TASK
Reproduce the records below verbatim, preserving every line in its original order.
┄┄┄┄┄┄┄┄┄┄┄┄┄┄┄┄┄┄┄┄
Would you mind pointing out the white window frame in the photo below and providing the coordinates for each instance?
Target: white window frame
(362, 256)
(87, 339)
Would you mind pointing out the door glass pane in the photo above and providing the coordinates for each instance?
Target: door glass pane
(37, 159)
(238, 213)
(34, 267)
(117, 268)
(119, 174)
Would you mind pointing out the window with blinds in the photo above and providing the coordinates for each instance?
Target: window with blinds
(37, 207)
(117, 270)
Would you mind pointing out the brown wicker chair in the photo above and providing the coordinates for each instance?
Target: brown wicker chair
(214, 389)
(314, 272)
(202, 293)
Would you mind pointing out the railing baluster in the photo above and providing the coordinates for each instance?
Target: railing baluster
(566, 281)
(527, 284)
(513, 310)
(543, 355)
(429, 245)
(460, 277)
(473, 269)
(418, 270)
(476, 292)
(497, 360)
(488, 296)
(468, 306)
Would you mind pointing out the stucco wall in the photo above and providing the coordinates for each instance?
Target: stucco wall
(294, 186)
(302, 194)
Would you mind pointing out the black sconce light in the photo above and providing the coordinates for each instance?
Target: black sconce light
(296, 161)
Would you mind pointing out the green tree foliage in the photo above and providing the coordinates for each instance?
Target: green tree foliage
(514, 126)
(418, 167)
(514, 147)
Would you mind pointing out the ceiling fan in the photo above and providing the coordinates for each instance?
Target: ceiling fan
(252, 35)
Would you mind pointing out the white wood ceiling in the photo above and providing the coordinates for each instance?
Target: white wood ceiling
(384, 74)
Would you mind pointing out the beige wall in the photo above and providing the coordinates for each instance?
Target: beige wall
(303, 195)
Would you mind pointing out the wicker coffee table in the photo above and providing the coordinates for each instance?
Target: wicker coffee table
┄┄┄┄┄┄┄┄┄┄┄┄┄┄┄┄┄┄┄┄
THE SOLUTION
Would you mind pointing out the white window frame in the photo below and providing the coordinates for each instance?
Target: white window frame
(362, 256)
(87, 339)
Would you mind pointing out the door glass pane in the photo above and providing the coordinates for each instance?
Target: door glass pane
(37, 159)
(238, 213)
(34, 267)
(117, 268)
(119, 174)
Would you mind pointing out the window with blinds in the photo above and providing the coordinates for each instance?
Target: window with blinds
(37, 207)
(117, 270)
Would you mind pointing out the brown wicker chair in the photo above and providing the coordinates for each instance?
Target: brown wicker chair
(214, 389)
(314, 272)
(202, 293)
Would you mind pointing out the railing baluster in the photo above and providing the coordinates for each instance?
Target: railing baluster
(566, 281)
(527, 284)
(513, 310)
(543, 355)
(429, 245)
(460, 277)
(473, 269)
(418, 270)
(476, 292)
(497, 360)
(488, 296)
(468, 306)
Would you mind pointing out the stucco wall in the photo above and providing the coordinates for each instance?
Target: stucco wall
(294, 186)
(302, 194)
Would you mind pointing out the black sconce light in the photo above and providing the coordinates for each instance?
Target: black sconce light
(296, 161)
Would you mind pointing out the green tree foliage in the photo above and providing the coordinates for each instance?
Target: green tree foliage
(514, 126)
(418, 167)
(514, 147)
Would you mind pointing out the ceiling fan in the photo above and providing the coordinates for each instance?
Target: ceiling fan
(252, 35)
Would you mind pointing out the white wood ceiling in the photo above and providing the coordinates for each instance?
Target: white wood ceiling
(384, 74)
Would you mind pointing out the beige wall in the photo above and providing the coordinates for each instance?
Target: beige wall
(303, 195)
Would you mind pointing out the wicker coffee table in the photo above and providing the coordinates for each instance?
Target: wicker coffee table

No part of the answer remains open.